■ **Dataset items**
· · · · ·
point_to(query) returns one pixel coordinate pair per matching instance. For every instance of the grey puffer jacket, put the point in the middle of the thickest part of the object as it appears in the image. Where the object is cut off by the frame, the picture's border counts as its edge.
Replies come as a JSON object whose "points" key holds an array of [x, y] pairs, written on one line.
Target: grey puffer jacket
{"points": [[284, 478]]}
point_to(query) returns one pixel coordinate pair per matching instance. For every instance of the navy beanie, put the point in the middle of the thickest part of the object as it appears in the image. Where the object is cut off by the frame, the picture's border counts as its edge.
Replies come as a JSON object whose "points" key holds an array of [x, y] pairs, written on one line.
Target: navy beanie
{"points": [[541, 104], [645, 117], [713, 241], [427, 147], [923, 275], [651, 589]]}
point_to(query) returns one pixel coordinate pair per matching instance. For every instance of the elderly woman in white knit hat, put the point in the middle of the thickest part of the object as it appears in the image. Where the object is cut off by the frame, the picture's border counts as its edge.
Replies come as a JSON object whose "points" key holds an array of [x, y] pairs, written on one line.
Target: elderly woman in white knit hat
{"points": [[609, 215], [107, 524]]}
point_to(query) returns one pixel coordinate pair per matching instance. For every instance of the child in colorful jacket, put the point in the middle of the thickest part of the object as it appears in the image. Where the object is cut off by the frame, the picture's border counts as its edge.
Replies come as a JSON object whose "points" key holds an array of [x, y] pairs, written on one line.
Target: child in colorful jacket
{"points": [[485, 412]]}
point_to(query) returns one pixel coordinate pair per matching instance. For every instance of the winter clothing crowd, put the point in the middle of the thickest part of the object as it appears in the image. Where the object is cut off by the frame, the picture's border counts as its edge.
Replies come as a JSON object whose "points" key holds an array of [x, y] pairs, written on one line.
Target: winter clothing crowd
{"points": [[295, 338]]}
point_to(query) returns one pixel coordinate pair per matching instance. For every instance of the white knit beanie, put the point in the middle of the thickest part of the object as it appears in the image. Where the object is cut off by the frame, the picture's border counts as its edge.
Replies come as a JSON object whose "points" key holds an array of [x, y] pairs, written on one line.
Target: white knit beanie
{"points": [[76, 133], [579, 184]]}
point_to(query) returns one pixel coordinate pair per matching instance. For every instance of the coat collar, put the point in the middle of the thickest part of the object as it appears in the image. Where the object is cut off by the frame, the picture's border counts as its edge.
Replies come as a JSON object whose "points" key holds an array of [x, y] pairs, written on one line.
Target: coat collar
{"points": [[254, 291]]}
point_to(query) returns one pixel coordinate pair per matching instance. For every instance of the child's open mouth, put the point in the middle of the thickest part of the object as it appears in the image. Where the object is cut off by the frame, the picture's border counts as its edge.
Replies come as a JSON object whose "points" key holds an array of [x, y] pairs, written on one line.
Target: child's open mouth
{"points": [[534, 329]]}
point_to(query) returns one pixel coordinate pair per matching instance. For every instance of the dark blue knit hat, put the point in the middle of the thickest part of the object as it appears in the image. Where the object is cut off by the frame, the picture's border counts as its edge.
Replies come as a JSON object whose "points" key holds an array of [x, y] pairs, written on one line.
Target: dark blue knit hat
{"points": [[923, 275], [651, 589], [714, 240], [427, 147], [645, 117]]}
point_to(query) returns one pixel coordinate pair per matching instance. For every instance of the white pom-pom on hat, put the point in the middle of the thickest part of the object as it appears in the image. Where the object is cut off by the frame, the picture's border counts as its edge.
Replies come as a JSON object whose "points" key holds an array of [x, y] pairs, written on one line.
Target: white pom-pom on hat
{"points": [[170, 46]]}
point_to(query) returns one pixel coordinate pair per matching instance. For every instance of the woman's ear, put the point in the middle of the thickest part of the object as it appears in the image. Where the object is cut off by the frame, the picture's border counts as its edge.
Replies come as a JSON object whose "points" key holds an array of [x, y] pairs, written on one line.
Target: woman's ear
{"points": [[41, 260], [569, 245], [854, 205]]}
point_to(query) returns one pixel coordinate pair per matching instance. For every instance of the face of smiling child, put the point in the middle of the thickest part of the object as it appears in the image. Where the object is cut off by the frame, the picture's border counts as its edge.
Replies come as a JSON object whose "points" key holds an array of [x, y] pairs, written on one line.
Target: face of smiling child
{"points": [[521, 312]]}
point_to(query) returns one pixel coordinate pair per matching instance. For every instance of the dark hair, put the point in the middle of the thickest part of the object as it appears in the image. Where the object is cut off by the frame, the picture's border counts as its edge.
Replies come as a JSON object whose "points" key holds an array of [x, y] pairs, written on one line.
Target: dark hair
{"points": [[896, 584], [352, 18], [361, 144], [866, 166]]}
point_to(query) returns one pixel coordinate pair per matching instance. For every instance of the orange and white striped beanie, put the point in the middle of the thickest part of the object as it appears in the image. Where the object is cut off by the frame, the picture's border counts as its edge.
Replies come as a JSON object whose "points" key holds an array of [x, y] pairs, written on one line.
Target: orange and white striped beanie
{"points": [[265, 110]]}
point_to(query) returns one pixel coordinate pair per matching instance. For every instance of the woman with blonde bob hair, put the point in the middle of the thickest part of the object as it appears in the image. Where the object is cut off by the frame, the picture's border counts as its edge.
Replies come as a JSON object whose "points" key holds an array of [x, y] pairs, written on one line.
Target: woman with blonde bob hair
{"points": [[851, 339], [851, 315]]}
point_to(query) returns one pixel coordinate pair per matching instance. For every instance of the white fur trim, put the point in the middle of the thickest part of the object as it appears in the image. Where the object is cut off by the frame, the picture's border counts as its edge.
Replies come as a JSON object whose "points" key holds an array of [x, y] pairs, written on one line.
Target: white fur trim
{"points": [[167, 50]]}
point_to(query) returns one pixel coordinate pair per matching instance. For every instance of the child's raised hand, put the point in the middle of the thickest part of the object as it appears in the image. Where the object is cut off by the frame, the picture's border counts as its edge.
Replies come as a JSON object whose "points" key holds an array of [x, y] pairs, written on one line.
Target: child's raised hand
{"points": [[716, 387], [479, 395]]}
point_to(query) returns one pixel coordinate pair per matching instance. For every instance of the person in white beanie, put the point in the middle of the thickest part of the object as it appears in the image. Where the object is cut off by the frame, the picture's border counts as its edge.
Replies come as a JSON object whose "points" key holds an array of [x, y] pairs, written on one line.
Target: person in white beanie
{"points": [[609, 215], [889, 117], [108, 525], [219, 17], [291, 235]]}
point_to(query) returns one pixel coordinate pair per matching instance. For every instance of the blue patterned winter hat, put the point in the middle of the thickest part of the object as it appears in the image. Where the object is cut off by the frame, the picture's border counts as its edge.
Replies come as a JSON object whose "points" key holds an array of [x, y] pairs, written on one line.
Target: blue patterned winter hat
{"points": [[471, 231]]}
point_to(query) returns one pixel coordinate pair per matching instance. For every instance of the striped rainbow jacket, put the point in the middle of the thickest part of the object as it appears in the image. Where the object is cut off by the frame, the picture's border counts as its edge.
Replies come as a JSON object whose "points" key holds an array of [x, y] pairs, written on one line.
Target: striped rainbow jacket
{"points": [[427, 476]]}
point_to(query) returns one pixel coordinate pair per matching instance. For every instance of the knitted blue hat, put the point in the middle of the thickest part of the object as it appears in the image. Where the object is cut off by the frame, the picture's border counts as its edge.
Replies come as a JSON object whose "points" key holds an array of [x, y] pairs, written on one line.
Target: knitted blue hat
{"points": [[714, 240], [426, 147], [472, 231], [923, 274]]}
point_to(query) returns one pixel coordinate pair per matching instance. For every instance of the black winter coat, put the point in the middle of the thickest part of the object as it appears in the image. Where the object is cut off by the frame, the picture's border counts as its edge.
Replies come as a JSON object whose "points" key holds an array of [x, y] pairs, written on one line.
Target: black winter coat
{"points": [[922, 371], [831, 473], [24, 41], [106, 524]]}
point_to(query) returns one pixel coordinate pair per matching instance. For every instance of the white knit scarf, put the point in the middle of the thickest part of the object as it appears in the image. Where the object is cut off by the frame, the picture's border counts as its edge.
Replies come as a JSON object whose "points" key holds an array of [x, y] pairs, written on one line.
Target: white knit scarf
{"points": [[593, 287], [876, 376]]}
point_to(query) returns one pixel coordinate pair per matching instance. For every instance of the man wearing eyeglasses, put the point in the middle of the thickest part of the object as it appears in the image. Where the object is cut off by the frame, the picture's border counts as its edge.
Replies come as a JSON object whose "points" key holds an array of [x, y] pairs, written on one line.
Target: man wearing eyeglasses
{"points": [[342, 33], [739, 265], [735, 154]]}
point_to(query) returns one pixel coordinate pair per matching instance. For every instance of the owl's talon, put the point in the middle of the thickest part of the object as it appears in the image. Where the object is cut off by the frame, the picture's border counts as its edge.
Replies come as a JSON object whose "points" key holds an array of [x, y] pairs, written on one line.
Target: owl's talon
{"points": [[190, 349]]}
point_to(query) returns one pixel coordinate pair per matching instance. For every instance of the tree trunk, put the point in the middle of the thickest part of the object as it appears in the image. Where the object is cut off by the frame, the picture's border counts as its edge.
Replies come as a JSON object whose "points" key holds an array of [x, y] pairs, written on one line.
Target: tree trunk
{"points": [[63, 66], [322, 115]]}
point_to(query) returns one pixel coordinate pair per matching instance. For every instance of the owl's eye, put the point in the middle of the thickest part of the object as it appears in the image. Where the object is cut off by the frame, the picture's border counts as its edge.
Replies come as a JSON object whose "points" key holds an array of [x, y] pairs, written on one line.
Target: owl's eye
· · · · ·
■ **WHAT NEEDS TO BE DONE**
Everything from the line containing "owl's eye, put" to the end of the data above should be quoted exactly, please, both ends included, and nothing outside that span.

■ **FINAL RESULT**
point_to(query) returns one pixel coordinate pair per matching instance. For every instance of the owl's eye, put the point in the middle of the thickest part of the object as it appears in the image. Where the object is cut off by the frame, the picture's border counts as its edge.
Replies come as a JSON object whose "points" key holds an array of [x, y] pairs, written on one line.
Target: owl's eye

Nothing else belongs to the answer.